**What is required**
Each line of the data should be duplicated precisely.

(Point localization data)
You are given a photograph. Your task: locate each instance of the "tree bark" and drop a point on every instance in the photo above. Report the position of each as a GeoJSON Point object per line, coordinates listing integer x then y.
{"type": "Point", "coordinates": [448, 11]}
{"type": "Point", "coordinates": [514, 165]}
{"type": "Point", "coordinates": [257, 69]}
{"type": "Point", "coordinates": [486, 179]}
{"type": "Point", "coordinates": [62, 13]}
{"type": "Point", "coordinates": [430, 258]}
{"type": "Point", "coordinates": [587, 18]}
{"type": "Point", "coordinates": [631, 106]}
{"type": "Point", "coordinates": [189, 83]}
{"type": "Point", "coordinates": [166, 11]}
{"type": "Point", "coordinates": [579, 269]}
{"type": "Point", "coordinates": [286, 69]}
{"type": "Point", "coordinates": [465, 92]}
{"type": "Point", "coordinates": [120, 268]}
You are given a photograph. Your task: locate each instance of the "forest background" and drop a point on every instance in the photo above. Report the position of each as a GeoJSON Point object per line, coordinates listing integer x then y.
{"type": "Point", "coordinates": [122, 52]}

**Answer**
You are given a photograph. Your task: locate each instance of the "tree bark" and drop a point on every instance in the photo above. Report the position of each as a GeoJSON Point object per line, coordinates listing integer x then y.
{"type": "Point", "coordinates": [448, 11]}
{"type": "Point", "coordinates": [514, 165]}
{"type": "Point", "coordinates": [257, 69]}
{"type": "Point", "coordinates": [486, 179]}
{"type": "Point", "coordinates": [62, 13]}
{"type": "Point", "coordinates": [430, 258]}
{"type": "Point", "coordinates": [587, 18]}
{"type": "Point", "coordinates": [631, 106]}
{"type": "Point", "coordinates": [189, 83]}
{"type": "Point", "coordinates": [166, 11]}
{"type": "Point", "coordinates": [579, 269]}
{"type": "Point", "coordinates": [286, 69]}
{"type": "Point", "coordinates": [465, 92]}
{"type": "Point", "coordinates": [120, 268]}
You are given a photograph. Your task: locate each instance of the "forest background" and drop a point on every instance in the photo above. Report the position of each as a GeoJSON Point object per line, coordinates listing integer x then y.
{"type": "Point", "coordinates": [122, 52]}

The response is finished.